[[ Data supplied, beginning ]]
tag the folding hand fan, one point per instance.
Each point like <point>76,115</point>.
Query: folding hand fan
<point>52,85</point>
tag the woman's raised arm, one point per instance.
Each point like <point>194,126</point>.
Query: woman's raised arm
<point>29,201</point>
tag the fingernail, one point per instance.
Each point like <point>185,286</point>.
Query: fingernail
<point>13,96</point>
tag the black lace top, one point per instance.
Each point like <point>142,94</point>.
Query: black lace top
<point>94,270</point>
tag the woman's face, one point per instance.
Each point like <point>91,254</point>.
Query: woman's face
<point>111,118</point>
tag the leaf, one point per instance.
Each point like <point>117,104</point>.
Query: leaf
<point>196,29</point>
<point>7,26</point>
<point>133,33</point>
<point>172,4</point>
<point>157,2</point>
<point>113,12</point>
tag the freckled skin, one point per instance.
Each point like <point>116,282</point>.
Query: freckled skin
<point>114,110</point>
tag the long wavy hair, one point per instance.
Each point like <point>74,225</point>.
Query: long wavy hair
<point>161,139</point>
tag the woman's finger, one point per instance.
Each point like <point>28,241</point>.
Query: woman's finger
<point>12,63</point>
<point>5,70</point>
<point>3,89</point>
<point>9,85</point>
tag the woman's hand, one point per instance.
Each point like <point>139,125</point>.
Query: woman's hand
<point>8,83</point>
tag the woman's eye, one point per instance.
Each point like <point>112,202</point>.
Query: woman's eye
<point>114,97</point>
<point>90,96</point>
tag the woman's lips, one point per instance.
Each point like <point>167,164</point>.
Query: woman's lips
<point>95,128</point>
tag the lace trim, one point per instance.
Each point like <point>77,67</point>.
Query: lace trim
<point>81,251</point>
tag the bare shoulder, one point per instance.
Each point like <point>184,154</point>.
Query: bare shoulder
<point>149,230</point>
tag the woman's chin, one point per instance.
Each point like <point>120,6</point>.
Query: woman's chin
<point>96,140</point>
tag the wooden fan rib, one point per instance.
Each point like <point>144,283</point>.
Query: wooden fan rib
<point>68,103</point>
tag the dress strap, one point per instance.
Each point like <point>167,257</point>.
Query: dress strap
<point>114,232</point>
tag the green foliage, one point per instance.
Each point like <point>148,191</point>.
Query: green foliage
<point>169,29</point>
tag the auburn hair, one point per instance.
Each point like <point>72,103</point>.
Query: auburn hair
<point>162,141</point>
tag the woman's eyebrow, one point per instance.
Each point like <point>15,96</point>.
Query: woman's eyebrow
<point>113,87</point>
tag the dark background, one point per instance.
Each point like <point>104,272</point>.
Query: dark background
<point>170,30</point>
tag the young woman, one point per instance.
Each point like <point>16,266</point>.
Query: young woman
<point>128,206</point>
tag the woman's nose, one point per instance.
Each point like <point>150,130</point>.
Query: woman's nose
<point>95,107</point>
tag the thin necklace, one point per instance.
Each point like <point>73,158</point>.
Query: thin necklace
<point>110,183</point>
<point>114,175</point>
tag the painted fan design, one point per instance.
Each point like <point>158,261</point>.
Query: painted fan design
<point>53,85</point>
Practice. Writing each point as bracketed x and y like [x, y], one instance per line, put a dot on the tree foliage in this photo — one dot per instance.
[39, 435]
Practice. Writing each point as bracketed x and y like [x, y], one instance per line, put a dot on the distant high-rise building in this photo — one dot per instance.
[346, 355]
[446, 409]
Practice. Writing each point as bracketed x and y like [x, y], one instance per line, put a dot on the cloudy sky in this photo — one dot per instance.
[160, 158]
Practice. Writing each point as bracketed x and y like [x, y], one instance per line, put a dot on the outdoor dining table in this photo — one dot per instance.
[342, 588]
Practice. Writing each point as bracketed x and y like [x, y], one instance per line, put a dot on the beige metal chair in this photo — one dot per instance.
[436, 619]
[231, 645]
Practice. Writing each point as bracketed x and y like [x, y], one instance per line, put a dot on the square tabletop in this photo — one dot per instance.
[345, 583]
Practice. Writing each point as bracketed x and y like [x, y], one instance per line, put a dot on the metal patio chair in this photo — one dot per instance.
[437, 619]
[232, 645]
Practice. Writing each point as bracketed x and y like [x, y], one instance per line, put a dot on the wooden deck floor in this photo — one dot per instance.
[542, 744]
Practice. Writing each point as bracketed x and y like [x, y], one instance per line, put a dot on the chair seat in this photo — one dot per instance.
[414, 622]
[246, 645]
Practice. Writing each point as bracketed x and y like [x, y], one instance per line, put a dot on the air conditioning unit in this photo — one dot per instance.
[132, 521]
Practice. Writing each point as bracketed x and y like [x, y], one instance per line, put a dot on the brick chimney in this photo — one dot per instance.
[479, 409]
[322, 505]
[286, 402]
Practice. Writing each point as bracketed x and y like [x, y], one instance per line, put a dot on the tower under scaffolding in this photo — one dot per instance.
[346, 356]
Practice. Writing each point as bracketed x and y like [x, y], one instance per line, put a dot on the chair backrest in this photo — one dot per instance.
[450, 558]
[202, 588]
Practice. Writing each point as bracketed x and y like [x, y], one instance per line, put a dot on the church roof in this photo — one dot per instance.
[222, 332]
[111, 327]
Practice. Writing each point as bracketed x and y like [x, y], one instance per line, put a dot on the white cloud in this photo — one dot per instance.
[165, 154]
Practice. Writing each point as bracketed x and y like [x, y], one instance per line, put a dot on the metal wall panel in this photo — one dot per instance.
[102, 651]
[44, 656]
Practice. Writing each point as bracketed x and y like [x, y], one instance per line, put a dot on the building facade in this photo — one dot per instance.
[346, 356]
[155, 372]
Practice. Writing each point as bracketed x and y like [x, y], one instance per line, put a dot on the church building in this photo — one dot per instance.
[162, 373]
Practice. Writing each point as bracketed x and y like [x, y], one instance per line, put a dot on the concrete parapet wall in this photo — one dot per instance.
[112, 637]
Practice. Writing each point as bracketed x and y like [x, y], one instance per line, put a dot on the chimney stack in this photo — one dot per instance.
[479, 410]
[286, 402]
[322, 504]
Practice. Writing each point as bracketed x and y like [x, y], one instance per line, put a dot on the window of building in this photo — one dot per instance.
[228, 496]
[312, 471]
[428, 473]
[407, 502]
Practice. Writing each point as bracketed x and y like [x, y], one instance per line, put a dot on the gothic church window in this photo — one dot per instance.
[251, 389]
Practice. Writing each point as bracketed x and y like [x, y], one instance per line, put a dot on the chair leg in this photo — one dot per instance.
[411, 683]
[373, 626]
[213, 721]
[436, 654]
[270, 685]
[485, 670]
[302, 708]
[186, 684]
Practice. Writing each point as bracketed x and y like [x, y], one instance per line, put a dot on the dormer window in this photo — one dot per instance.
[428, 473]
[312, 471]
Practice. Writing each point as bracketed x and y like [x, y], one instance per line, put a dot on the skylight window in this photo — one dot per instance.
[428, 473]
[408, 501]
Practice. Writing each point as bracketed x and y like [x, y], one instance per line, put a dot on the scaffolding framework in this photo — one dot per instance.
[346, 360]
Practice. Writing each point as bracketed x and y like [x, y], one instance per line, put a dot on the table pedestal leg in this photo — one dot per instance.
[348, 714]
[[ Data supplied, end ]]
_What you are asked to do_: All lines from the one containing "on the scaffolding" through the end of the data, and no others, are to be given again word for word.

_Answer to this exercise_:
Practice. Writing each point as bracketed x and y like [x, y], one instance per line, put a dot on the scaffolding framework in this photo — one dot per instance.
[346, 360]
Practice. Writing each point as bracketed x and y like [x, y], one instance per line, put a dot on the table pedestal leg in this photo — one dot per instance.
[348, 714]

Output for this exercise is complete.